Data for analysis:

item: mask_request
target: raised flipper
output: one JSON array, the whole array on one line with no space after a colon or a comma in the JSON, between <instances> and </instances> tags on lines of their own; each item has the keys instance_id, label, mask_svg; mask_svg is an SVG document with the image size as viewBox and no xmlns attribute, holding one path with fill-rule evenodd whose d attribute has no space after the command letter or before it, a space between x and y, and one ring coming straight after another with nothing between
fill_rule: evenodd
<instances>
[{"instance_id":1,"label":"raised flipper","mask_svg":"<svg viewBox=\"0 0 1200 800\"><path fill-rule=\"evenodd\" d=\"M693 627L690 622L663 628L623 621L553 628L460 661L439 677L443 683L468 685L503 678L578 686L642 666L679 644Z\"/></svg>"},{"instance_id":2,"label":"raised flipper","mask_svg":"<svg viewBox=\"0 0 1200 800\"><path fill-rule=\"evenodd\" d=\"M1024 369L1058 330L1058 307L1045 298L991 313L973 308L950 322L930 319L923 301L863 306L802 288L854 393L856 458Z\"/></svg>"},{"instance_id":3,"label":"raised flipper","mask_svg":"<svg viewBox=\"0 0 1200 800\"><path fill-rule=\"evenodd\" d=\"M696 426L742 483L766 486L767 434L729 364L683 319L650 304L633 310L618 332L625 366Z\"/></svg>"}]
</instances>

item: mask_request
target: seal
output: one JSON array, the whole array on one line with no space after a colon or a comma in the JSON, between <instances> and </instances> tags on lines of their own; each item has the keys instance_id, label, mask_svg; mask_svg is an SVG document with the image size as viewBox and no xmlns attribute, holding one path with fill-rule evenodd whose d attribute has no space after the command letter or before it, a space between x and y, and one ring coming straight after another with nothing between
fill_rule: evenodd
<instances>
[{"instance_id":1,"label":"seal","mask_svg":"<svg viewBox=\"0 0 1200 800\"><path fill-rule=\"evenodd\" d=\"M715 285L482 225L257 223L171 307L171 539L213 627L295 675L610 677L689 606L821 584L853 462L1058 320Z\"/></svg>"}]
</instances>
* * *
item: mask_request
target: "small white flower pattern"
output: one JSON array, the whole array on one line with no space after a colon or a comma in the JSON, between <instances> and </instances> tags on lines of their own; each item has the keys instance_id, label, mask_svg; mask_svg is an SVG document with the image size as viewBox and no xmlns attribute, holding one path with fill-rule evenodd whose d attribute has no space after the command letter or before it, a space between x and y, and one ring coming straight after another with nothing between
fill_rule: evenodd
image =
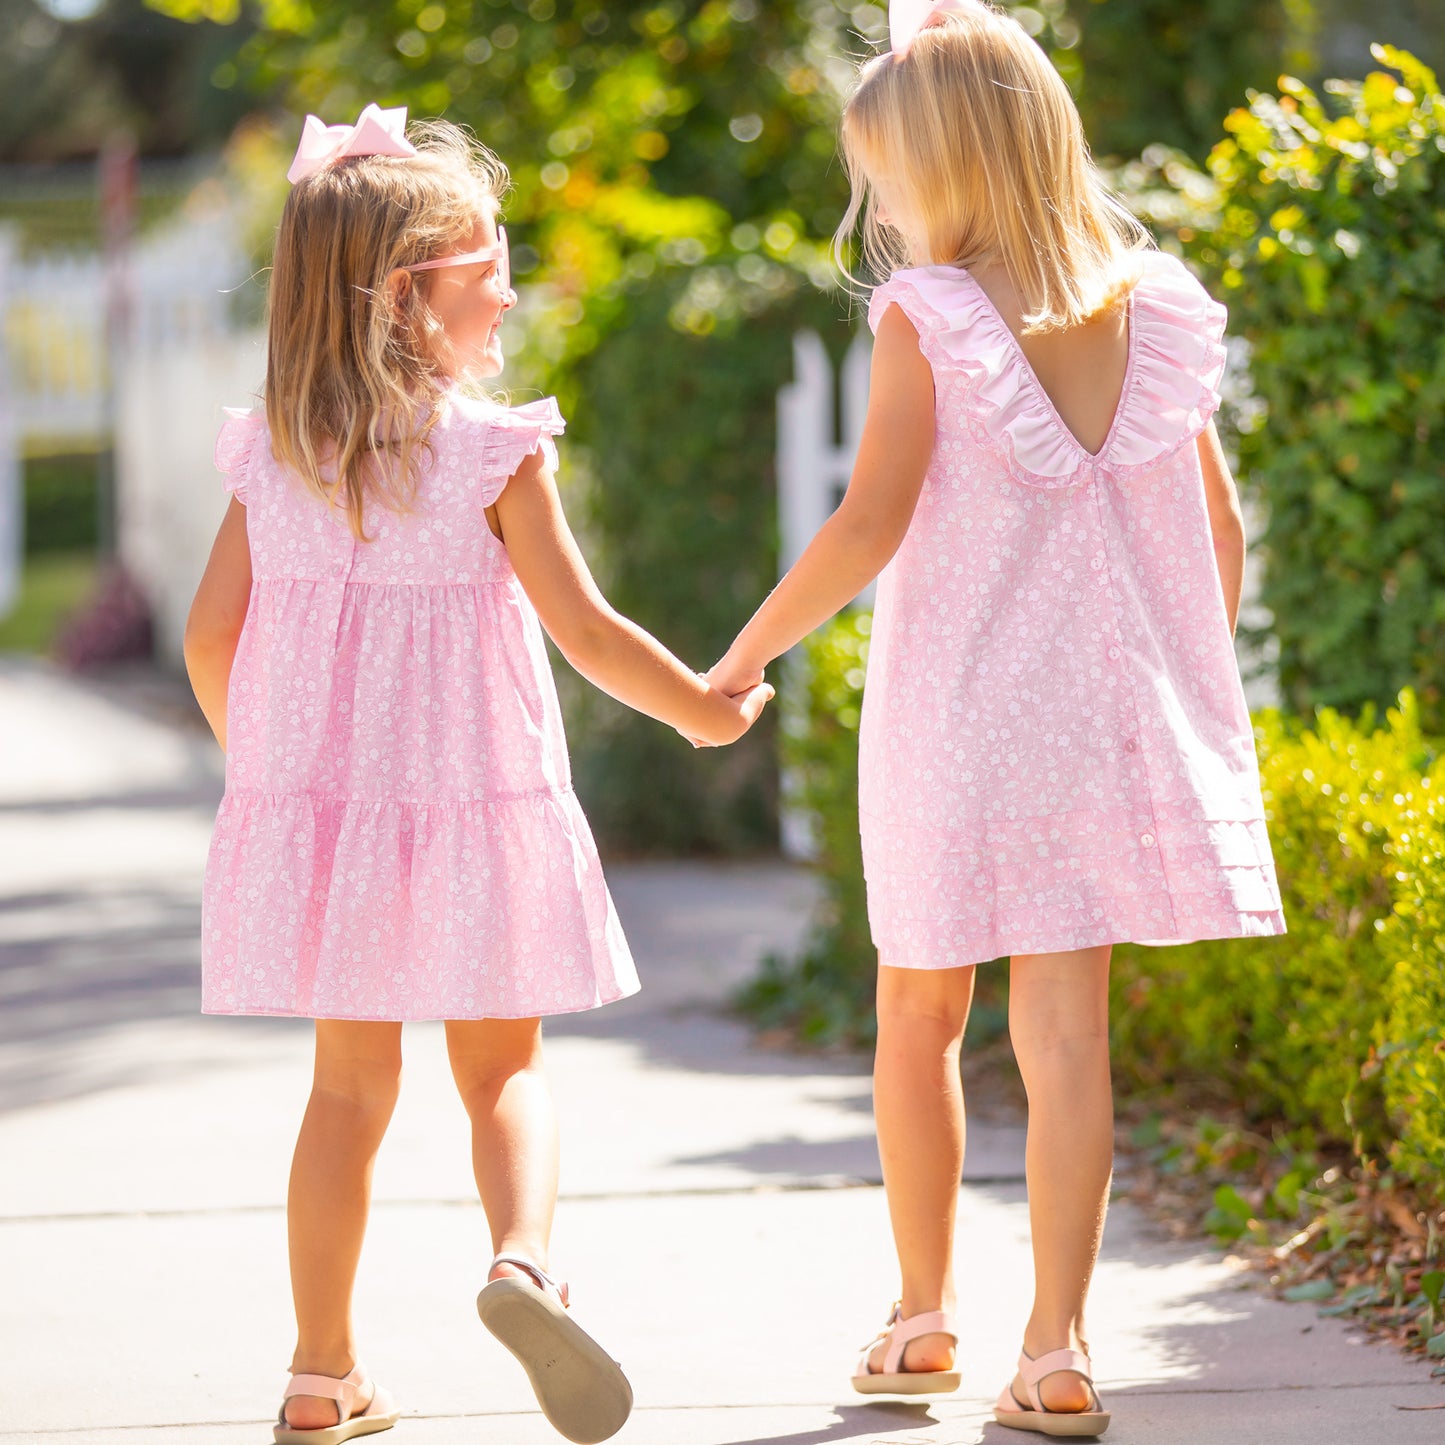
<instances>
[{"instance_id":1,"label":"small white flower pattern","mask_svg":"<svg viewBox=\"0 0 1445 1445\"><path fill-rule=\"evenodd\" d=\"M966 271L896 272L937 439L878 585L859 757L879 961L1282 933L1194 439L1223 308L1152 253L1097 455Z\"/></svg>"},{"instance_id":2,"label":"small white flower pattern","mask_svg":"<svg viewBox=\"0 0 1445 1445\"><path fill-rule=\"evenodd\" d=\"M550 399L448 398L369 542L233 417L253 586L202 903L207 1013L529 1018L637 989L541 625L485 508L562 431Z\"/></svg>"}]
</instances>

Problem description:
Across the listing above, how many lines carry "target"? Give only the number.

Task result:
3